What the task requires: Using the material below, state how many of its lines contain the string "photo", with no other words.
====
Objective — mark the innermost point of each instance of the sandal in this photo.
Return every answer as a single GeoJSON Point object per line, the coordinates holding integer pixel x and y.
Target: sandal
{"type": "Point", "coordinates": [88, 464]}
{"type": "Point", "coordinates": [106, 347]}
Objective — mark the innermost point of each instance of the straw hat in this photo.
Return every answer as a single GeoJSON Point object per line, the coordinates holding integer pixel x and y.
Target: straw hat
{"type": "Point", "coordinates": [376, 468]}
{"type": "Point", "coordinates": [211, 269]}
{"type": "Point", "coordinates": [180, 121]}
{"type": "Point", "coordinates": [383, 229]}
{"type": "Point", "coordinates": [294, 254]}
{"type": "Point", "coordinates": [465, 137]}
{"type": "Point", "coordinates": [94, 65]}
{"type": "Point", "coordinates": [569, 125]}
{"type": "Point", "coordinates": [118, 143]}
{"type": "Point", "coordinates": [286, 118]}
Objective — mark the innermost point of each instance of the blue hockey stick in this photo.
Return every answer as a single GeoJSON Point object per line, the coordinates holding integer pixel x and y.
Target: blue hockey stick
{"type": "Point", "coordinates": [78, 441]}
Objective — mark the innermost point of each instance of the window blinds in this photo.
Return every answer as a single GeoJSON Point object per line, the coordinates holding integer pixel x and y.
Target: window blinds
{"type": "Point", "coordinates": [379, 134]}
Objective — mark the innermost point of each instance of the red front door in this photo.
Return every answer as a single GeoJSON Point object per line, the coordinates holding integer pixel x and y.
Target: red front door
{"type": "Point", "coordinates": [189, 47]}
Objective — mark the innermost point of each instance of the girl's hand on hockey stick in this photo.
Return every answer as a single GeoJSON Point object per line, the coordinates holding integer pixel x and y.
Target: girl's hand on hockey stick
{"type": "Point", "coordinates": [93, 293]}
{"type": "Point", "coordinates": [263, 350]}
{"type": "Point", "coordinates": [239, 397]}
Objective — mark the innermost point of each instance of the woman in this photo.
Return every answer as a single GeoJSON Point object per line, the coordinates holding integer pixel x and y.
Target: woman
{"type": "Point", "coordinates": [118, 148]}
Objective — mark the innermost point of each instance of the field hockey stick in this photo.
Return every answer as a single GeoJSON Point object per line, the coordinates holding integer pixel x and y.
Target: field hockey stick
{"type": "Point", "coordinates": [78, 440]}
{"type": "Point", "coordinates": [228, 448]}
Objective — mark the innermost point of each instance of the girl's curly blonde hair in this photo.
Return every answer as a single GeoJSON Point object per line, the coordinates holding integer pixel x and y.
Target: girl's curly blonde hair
====
Response to the task: 9